→ Task requirements: Exactly the lines from the one containing "Find every instance of the truck grille" through the end of the data below are to be reproduced, and nothing besides them.

───

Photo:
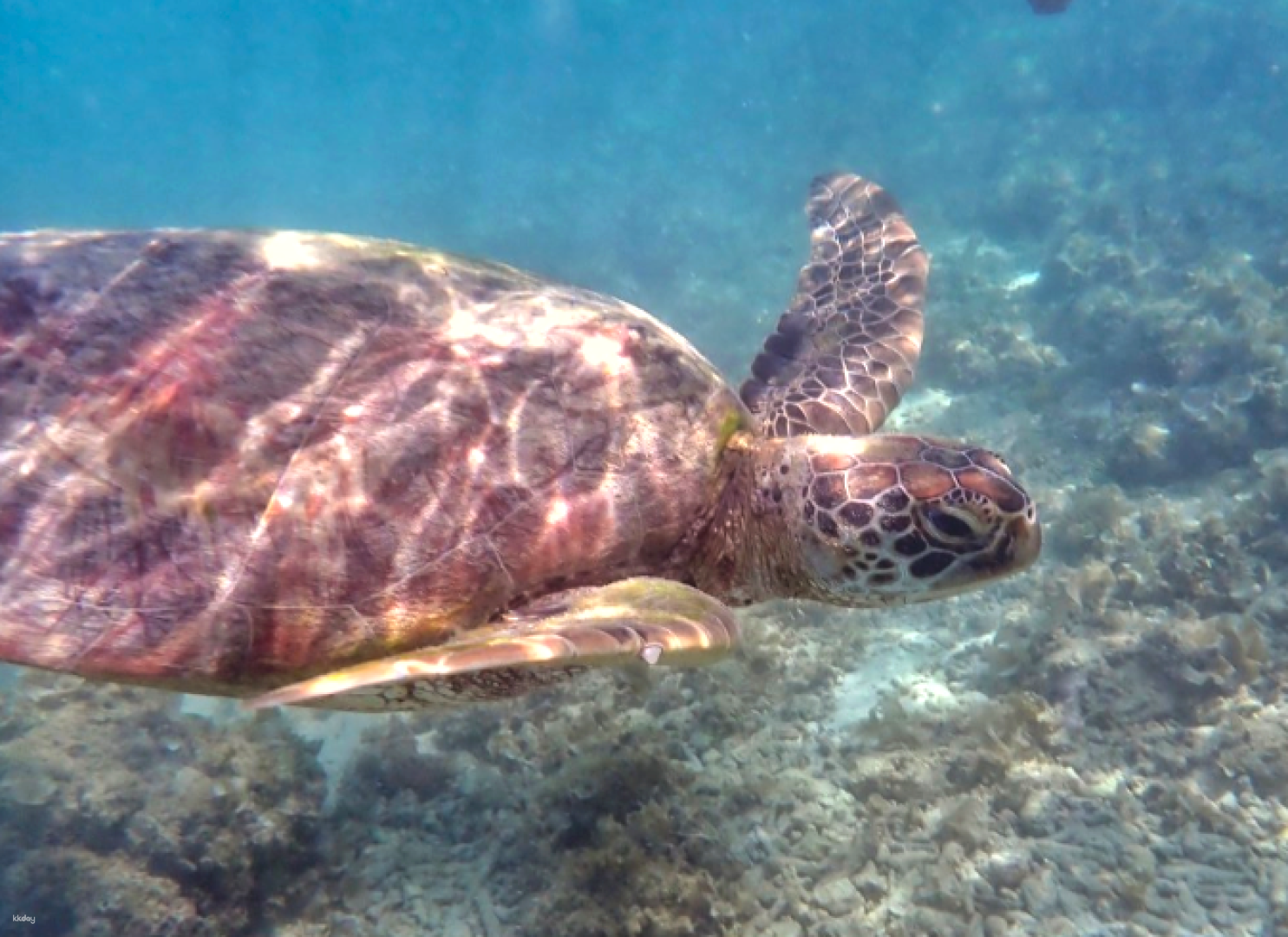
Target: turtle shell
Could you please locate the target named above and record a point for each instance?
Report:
(230, 461)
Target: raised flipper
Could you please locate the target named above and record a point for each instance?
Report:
(847, 347)
(637, 623)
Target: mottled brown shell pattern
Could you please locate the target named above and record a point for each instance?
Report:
(233, 459)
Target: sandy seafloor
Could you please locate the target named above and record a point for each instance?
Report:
(1096, 748)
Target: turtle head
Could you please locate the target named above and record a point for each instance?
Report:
(890, 520)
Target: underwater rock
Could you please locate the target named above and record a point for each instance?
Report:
(116, 811)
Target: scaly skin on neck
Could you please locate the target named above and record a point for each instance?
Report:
(746, 554)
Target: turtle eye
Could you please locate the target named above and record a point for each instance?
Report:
(950, 525)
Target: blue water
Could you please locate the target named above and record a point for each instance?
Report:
(1104, 195)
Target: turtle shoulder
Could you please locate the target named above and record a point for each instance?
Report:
(232, 459)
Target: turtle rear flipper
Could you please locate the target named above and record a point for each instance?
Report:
(635, 623)
(845, 350)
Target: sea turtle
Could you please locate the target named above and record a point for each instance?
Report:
(344, 472)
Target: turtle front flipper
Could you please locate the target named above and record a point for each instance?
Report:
(635, 623)
(847, 347)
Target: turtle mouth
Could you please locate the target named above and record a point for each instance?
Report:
(1017, 549)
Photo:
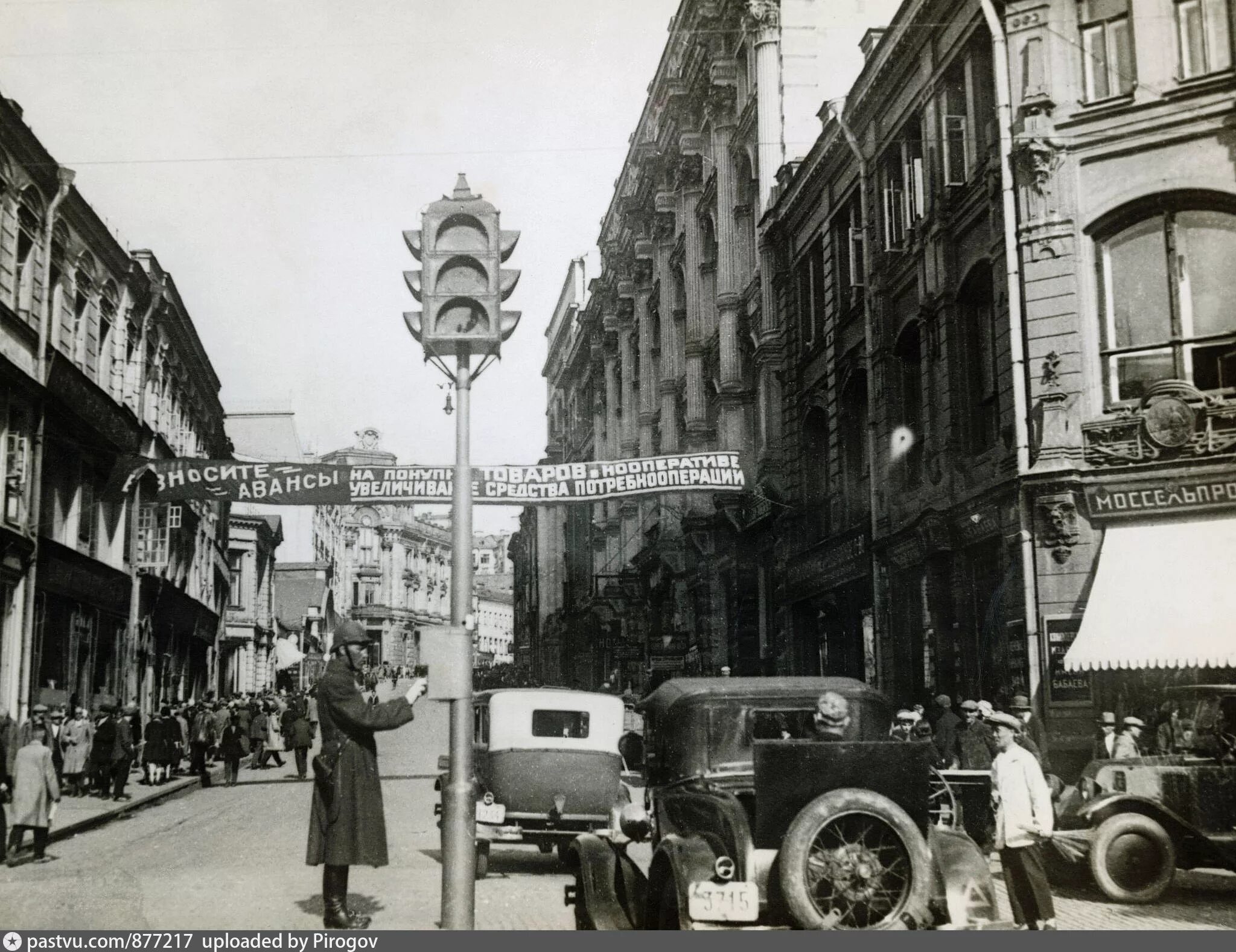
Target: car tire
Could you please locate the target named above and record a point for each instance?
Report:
(667, 915)
(856, 845)
(1132, 858)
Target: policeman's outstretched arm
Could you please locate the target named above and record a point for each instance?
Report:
(348, 705)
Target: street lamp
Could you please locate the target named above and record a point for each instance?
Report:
(461, 287)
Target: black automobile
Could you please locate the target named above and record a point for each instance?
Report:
(780, 803)
(1135, 822)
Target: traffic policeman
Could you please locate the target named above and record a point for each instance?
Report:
(346, 822)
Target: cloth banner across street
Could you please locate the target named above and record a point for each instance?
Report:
(311, 484)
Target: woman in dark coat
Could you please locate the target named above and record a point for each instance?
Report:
(299, 736)
(158, 752)
(346, 824)
(232, 749)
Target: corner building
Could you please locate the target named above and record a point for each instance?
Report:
(672, 348)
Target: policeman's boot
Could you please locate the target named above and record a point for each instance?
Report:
(356, 919)
(334, 892)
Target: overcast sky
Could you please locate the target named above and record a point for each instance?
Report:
(271, 153)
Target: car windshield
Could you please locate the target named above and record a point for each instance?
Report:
(560, 724)
(733, 729)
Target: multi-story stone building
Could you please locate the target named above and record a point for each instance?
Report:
(667, 351)
(494, 638)
(99, 596)
(988, 395)
(246, 652)
(393, 569)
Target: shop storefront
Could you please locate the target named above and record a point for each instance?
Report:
(81, 618)
(1161, 605)
(830, 589)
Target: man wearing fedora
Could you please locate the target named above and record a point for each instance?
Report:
(1105, 742)
(1024, 817)
(1127, 747)
(1034, 735)
(346, 824)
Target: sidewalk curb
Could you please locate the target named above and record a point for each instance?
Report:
(127, 807)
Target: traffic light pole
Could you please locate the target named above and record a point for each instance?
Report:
(459, 808)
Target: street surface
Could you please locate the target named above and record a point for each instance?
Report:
(234, 858)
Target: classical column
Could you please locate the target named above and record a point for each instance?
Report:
(386, 591)
(631, 402)
(667, 388)
(765, 19)
(648, 382)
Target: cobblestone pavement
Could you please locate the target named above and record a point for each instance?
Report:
(234, 858)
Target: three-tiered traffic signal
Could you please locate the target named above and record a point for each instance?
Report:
(461, 284)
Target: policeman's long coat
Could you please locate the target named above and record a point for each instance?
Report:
(351, 829)
(35, 788)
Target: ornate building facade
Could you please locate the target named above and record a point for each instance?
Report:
(391, 568)
(973, 345)
(100, 598)
(667, 354)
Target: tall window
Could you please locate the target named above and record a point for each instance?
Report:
(1166, 285)
(903, 186)
(848, 250)
(16, 460)
(910, 406)
(855, 464)
(810, 290)
(815, 470)
(1204, 33)
(976, 315)
(88, 516)
(28, 240)
(365, 547)
(1108, 65)
(235, 579)
(155, 526)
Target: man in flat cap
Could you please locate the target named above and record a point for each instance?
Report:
(1024, 817)
(1127, 747)
(346, 824)
(945, 732)
(1105, 741)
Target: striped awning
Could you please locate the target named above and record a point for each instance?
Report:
(1164, 596)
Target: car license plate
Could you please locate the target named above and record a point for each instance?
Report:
(724, 902)
(491, 813)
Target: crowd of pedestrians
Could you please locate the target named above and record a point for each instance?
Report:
(67, 752)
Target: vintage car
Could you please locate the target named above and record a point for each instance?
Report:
(780, 803)
(1139, 821)
(547, 767)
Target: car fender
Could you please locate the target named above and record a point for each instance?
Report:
(687, 860)
(613, 888)
(963, 889)
(1112, 804)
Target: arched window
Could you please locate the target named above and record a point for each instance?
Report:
(815, 470)
(908, 423)
(86, 319)
(30, 217)
(1166, 286)
(852, 444)
(109, 334)
(981, 412)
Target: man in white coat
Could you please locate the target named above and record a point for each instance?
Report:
(35, 793)
(1024, 817)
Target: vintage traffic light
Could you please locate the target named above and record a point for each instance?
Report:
(461, 284)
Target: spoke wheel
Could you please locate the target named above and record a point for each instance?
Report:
(855, 860)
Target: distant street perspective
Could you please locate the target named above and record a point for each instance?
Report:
(619, 465)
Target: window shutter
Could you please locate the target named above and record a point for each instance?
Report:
(857, 243)
(8, 250)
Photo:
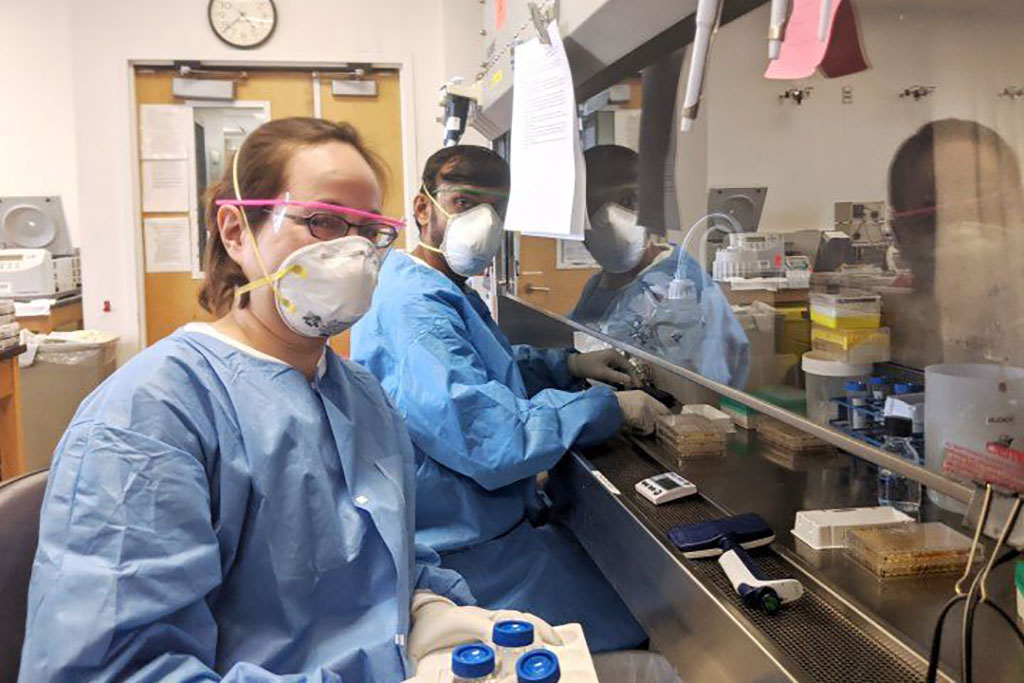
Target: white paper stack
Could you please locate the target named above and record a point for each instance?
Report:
(549, 178)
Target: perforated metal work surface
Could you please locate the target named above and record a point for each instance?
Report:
(812, 632)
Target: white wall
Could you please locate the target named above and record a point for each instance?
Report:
(37, 121)
(85, 133)
(824, 152)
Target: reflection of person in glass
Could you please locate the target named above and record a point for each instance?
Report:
(629, 298)
(957, 207)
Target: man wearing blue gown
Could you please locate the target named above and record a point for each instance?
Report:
(629, 298)
(485, 417)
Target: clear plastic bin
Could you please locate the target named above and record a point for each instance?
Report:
(848, 309)
(825, 378)
(910, 550)
(852, 345)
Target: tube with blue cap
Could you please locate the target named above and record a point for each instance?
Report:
(708, 14)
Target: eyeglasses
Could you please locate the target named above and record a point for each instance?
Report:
(332, 222)
(328, 226)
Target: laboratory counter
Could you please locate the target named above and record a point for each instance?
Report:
(849, 625)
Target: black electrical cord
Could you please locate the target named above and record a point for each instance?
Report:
(933, 659)
(1008, 619)
(967, 651)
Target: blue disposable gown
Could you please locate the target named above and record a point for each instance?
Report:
(212, 514)
(718, 349)
(483, 426)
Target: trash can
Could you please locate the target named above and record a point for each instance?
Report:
(57, 372)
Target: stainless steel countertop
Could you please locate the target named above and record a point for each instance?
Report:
(749, 480)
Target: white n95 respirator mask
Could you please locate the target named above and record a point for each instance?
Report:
(325, 288)
(615, 240)
(471, 239)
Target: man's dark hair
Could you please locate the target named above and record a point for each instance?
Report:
(913, 191)
(612, 165)
(468, 164)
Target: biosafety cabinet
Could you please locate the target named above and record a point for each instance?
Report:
(851, 297)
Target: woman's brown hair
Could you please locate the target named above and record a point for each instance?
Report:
(262, 162)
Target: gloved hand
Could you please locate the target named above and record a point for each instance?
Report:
(438, 624)
(604, 366)
(639, 410)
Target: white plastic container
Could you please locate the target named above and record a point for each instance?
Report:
(970, 404)
(826, 528)
(826, 379)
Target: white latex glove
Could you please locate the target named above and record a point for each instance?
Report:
(438, 624)
(604, 366)
(639, 410)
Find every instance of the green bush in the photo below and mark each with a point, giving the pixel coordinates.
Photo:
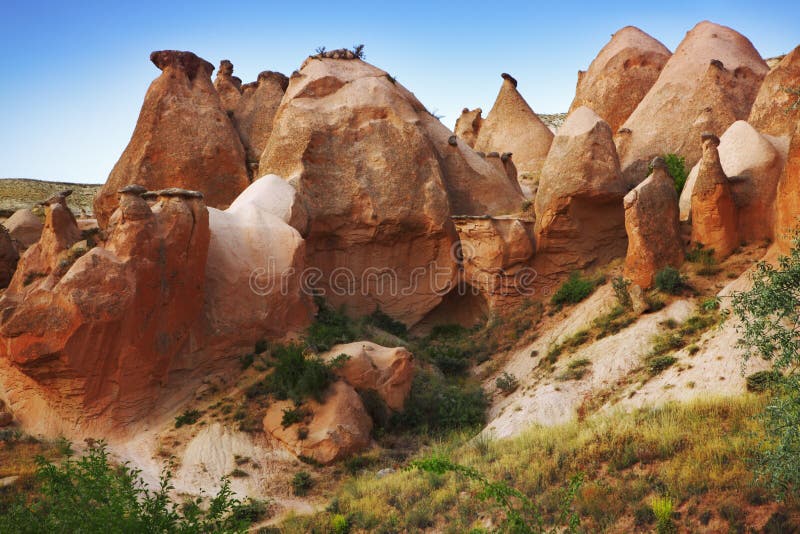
(669, 280)
(573, 290)
(90, 495)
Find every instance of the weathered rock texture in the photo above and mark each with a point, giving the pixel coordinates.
(24, 227)
(512, 126)
(776, 110)
(91, 344)
(621, 75)
(497, 255)
(228, 86)
(709, 82)
(468, 125)
(255, 112)
(579, 215)
(370, 367)
(753, 163)
(334, 429)
(788, 197)
(183, 138)
(714, 218)
(651, 221)
(379, 180)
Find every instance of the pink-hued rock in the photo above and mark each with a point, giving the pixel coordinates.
(653, 228)
(183, 138)
(709, 82)
(714, 216)
(621, 75)
(512, 126)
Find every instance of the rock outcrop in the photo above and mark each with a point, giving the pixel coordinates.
(621, 75)
(379, 179)
(512, 126)
(651, 221)
(332, 430)
(776, 110)
(255, 112)
(228, 86)
(714, 217)
(468, 125)
(183, 138)
(90, 342)
(579, 215)
(753, 163)
(24, 227)
(709, 82)
(387, 371)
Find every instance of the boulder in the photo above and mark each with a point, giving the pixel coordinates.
(468, 125)
(653, 228)
(379, 178)
(776, 110)
(787, 205)
(90, 347)
(387, 371)
(183, 138)
(25, 227)
(753, 163)
(621, 75)
(714, 217)
(709, 82)
(512, 126)
(579, 214)
(332, 430)
(255, 112)
(228, 86)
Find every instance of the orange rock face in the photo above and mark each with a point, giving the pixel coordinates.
(183, 138)
(579, 215)
(709, 82)
(651, 221)
(621, 75)
(512, 126)
(468, 125)
(91, 345)
(788, 198)
(775, 111)
(714, 215)
(335, 429)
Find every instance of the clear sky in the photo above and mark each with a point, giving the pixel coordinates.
(76, 71)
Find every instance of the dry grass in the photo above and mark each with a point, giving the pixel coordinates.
(694, 453)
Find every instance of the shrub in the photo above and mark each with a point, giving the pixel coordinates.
(301, 483)
(669, 280)
(573, 290)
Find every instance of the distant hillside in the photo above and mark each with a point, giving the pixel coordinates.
(18, 193)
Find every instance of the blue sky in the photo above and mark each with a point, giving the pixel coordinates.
(76, 72)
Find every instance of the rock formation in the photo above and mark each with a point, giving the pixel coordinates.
(183, 138)
(379, 179)
(621, 75)
(387, 371)
(651, 221)
(90, 341)
(468, 125)
(579, 215)
(776, 110)
(512, 126)
(24, 227)
(332, 430)
(714, 218)
(787, 205)
(255, 112)
(709, 82)
(228, 86)
(753, 163)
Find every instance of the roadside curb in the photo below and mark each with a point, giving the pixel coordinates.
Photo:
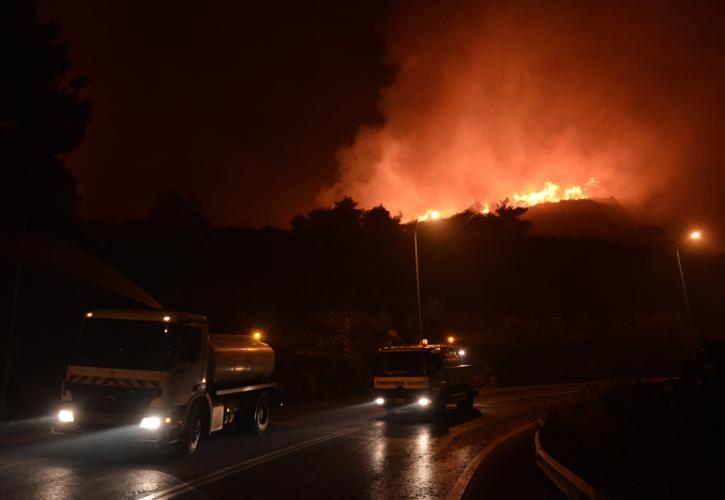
(569, 483)
(459, 488)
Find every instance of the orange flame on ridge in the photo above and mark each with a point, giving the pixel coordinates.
(550, 194)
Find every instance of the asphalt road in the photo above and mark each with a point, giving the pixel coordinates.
(345, 450)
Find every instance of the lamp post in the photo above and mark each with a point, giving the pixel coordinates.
(693, 236)
(431, 215)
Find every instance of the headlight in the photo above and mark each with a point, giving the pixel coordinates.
(65, 416)
(150, 423)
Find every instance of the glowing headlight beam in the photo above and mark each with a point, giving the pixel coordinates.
(150, 423)
(66, 416)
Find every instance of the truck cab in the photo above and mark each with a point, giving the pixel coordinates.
(160, 376)
(423, 376)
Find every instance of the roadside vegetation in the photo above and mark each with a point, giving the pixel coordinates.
(643, 440)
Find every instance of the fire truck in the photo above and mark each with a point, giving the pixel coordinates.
(424, 376)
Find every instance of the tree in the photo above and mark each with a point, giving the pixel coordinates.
(42, 117)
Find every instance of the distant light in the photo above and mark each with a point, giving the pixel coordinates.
(66, 416)
(150, 423)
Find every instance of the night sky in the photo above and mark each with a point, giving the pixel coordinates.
(240, 104)
(263, 110)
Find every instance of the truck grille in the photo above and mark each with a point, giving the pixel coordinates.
(111, 398)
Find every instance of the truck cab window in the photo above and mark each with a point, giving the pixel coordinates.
(188, 345)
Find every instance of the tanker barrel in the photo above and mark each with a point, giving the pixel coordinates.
(237, 360)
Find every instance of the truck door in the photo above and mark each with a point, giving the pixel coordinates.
(188, 371)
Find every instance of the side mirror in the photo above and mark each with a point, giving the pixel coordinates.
(182, 366)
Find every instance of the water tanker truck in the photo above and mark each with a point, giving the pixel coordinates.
(424, 376)
(160, 376)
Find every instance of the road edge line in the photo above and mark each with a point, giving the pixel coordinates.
(459, 488)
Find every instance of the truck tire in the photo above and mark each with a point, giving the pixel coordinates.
(191, 434)
(260, 414)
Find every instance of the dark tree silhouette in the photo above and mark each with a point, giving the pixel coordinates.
(42, 117)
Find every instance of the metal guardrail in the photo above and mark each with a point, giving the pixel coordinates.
(572, 485)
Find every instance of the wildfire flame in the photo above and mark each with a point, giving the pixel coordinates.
(552, 193)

───

→ Expected answer:
Find every instance of the truck grille in the photo above and mark each with a point, giving the pixel coordinates.
(111, 398)
Find every instance of the truck cab window in the photo above and mark each with a point, giving the pixel coordinates.
(188, 345)
Find every instance of the tanker barrel in the photo above and mark each with a point, giving the pixel coordinates.
(237, 360)
Find every instance of the truck door in the photo above and mark each with a point, giving the pixel coordinates.
(188, 371)
Find every instance of the side mirror in the photo above and mark each with a point, giving the pixel coordinates.
(182, 366)
Find every instance of the water tanker truck in the photo above and mark each with a point, giving the pixel coordinates.
(424, 376)
(160, 376)
Find every instance of the road edge line in the photo above and mark each with a point, giving the pixel coordinates.
(459, 488)
Find every instance of the truck tire in the photo above and mark each with a point, giving the pixel coordinates.
(191, 434)
(260, 414)
Find every instance of the dark tree silhouette in the photo above and mark each with a point, giving the pixel coordinates.
(42, 117)
Find every instance of the metal guardrail in the photo above and mark each with a point, giving the pixel coordinates.
(572, 485)
Find every instance of the wildfire flame in the photo above and mark each with a point, giving the pixel coordinates.
(552, 193)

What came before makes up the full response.